TASK BRIEF :: Extract the records in full, leaving every picture out.

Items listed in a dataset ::
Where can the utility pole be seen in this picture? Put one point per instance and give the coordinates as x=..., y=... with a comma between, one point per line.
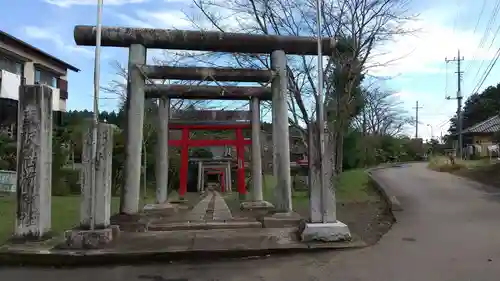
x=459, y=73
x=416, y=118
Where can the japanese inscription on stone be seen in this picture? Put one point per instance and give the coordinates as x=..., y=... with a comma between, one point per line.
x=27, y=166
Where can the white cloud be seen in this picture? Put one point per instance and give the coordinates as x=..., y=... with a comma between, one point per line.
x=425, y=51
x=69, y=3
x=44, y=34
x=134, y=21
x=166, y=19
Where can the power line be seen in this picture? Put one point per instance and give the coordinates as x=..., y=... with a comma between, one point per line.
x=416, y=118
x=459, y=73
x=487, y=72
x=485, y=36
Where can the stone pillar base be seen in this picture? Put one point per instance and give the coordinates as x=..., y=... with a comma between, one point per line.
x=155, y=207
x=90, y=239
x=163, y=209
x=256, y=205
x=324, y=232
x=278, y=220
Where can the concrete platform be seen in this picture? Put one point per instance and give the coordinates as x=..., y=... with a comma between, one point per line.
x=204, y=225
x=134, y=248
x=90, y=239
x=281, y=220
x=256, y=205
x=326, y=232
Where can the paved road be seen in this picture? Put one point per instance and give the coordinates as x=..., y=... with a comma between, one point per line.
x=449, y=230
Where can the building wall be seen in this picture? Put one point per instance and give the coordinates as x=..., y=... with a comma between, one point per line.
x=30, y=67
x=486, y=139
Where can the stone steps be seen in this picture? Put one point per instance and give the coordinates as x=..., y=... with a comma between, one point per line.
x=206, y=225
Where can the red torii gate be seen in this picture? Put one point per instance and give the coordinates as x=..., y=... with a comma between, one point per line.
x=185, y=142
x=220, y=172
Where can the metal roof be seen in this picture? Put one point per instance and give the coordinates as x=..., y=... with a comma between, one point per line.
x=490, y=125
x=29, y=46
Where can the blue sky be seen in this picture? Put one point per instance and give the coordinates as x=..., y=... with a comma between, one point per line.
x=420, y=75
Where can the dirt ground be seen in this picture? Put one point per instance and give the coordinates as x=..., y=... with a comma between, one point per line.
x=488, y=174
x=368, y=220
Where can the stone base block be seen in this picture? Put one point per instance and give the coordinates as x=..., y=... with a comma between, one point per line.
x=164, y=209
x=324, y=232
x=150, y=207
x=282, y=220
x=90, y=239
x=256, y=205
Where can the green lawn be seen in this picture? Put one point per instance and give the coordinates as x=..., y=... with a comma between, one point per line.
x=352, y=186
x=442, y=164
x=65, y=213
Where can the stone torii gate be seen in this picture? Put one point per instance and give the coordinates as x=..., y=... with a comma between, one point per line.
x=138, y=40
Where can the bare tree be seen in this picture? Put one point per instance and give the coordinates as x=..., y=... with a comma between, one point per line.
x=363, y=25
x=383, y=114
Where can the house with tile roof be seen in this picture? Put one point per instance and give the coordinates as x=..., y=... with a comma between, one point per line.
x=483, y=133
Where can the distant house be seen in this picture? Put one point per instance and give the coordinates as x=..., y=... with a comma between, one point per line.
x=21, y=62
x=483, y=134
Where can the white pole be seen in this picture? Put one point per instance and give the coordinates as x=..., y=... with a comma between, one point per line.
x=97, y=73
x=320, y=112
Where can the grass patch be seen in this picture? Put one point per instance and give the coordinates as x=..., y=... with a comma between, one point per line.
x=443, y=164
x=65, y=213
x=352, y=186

ANSWER BOX ::
Where can the utility pole be seen in this picture? Put one point per instance and give the coordinates as x=..., y=... with a comma between, one point per line.
x=459, y=73
x=416, y=118
Where can the japanese inscription on stone be seen in this picture? Put one point per instance and give the coordinates as x=..., y=... with a comma between, one point per line.
x=27, y=166
Where can the white cloud be seen in this picture? Put one point per instance and give the coordinates as x=..., y=... with a comma between, one point per line.
x=425, y=51
x=69, y=3
x=44, y=34
x=134, y=21
x=166, y=19
Where can the power line be seen in this picture? Put one point per instance and give the coordinates as x=..., y=... with a comma between, one point per line.
x=416, y=118
x=459, y=73
x=487, y=72
x=485, y=36
Where can the stone pillar base be seen in this picture? Put one point per instance and give the coordinates as x=..., y=... with a comma between, one point per line.
x=155, y=207
x=90, y=239
x=163, y=209
x=256, y=205
x=324, y=232
x=278, y=220
Where can the concrete platform be seen in this picture? Put one point per instance and give the coordinates as x=..., y=... with a comma between, one point per line.
x=204, y=225
x=134, y=248
x=90, y=239
x=281, y=220
x=256, y=205
x=326, y=232
Where can the paved road be seen in this picture? Put one point per instance and give the coordinates as x=..., y=... with a comma between, one point per line.
x=449, y=230
Where can the building wall be seen in this picture? Put one point per instance and give the coordinates as x=..., y=... with a comma between, one point per line.
x=30, y=67
x=486, y=139
Where can the stone steps be seen in this picture? Put one point per instance and give the coordinates as x=..., y=... with a comma between, one point per line.
x=206, y=225
Where can the red torii gate be seen in this picture? Put one point per instance and give the coordinates as x=..., y=... with a comma between, one point per line.
x=185, y=142
x=220, y=172
Where can the metal roof be seen in this picture? Put one point per instance and give the coordinates as x=..., y=... with a comma between, one point per line.
x=490, y=125
x=29, y=46
Where can the blue sky be seen in this picture? Put one point per instance and give the coordinates as x=..., y=... with a comma between, one point per line.
x=420, y=75
Where can the dirt ground be seen in this picture? Put one point per instance and give the coordinates as x=..., y=... with a comma between, one point per line.
x=488, y=174
x=368, y=220
Where can the stone base block be seen in this picture? Put one point per instance and give the coordinates as x=..., y=... with a comma between, one point per line.
x=164, y=209
x=324, y=232
x=150, y=207
x=282, y=220
x=90, y=239
x=256, y=205
Where can the green lawn be seen in this picture? Put one point per instance and give the coordinates as x=..., y=... with a comma between, one point per line.
x=352, y=186
x=442, y=164
x=65, y=213
Where can the stone torii gate be seen in this picture? Put one point per instance and give the coordinates as x=..., y=... with a comma between, one point per line.
x=138, y=40
Where can the bare tree be seen in this picture? Put one point per instance and give the coordinates as x=..., y=... with a comma between, one point per line.
x=363, y=25
x=383, y=114
Where can the house with tile roof be seen in this picture? Put one point per instance and give the coordinates as x=..., y=... with a comma between, one point per line.
x=483, y=133
Where can the distant house be seen in this picture? Put one point per instance and give the coordinates as x=..., y=... with a comma between, one point per line.
x=21, y=62
x=483, y=134
Where can the white pole be seen in this picture? Put one point per instance and give the coordinates as x=..., y=... with a comma between, one point per line.
x=97, y=73
x=320, y=112
Where can the grass patch be seen in this picture? Put one point per instance and give the coordinates as x=..., y=... with a comma between, one point per line.
x=443, y=164
x=65, y=213
x=352, y=186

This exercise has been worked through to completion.